Originaire des régions touchées par les massacres, Julien a longtemps travaillé en craignant pour sa propre sécurité comme pour celle de ses proches vivant en territoire de Beni. De son point de vue, exercer le métier de reporter de guerre dans ces conditions est intenable sur le long terme. Après avoir tenté de s’éloigner de Beni, la mort d’amis proches tués dans deux attaques successives de l’État islamique l’a finalement contraint à quitter le Congo pour l’Europe. « Ce reportage m’a marqué à vie, d’autant que c’est l’un des premiers reportages où l’on voit les corps des victimes des massacres à Beni, explique-t-il. C’étaient des scènes vraiment atroces et j’ai eu beaucoup de mal à gérer ça. Au Congo, dans ce genre de situations, il n’y a pas trop de suivi psychologique, personne à qui parler. J’ai cherché à sortir un peu de ma région, je suis allé à Goma, à Kinshasa, puis au bout de quatre ans j’ai décidé de laisser tout ce qui se rapportait aux massacres à Beni. »

**Problème 1**
Répondez à ces questions d'après l'extrait :
(a) Où vivaient les proches de Julien ?
(b) Qu'est-ce qui l'a finalement contraint à quitter le Congo pour l'Europe ?
(c) Au bout de combien de temps a-t-il décidé de laisser tout ce qui se rapportait aux massacres à Beni ?
L'extrait ci-dessus n'a aucun rapport avec les lignes qui suivent.

**Lignes d'entrée**
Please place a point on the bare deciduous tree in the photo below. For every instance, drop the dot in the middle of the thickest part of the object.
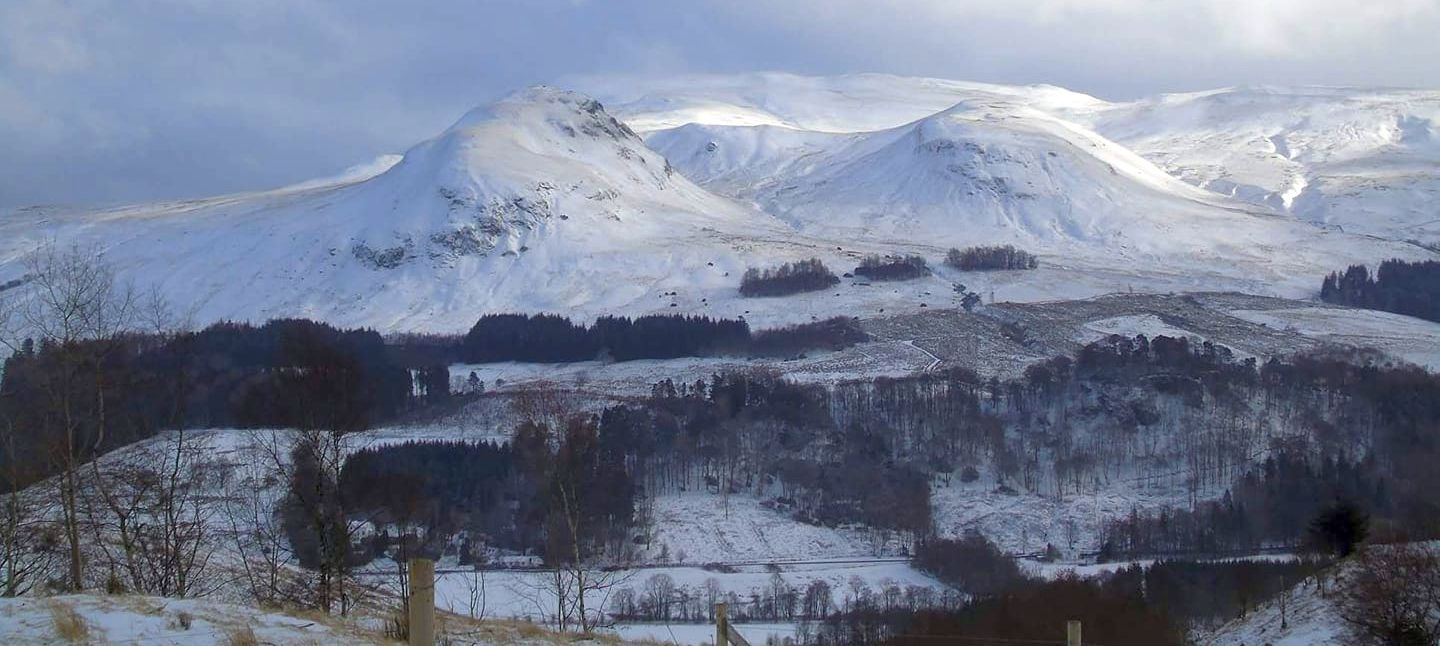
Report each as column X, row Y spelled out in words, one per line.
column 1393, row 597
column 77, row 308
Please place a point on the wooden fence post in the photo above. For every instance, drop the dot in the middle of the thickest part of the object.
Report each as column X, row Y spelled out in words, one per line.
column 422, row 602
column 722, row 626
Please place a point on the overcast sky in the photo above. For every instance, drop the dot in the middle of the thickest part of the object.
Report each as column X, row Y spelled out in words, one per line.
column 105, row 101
* * *
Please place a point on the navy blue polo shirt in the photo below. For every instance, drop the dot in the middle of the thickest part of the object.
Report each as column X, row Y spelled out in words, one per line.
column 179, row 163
==
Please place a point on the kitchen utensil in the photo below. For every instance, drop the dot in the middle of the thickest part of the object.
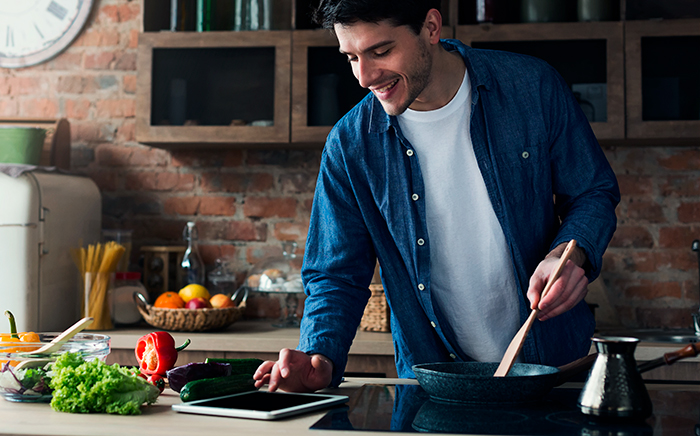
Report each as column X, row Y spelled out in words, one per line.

**Problème 2**
Parmi les lignes, recopiez à l'identique tout ce qui va de la ligne contenant « Please place a point on the wooden » jusqu'à celle contenant « column 105, row 101 », ces deux lignes comprises.

**Résultat final 1**
(a) En territoire de Beni.
(b) La mort d'amis proches tués dans deux attaques successives de l'État islamique.
(c) Au bout de quatre ans.

**Résultat final 2**
Please place a point on the wooden fence post in the photo above. For every instance, drop the dot in the middle of the thickest part of the object.
Report each as column X, row Y spelled out in words, one per line.
column 422, row 602
column 722, row 626
Please place a point on the overcast sky in the photo above. For every instance, drop the dot in the middle of the thickest part of the object.
Report each as column X, row Y spelled out in words, one per line.
column 105, row 101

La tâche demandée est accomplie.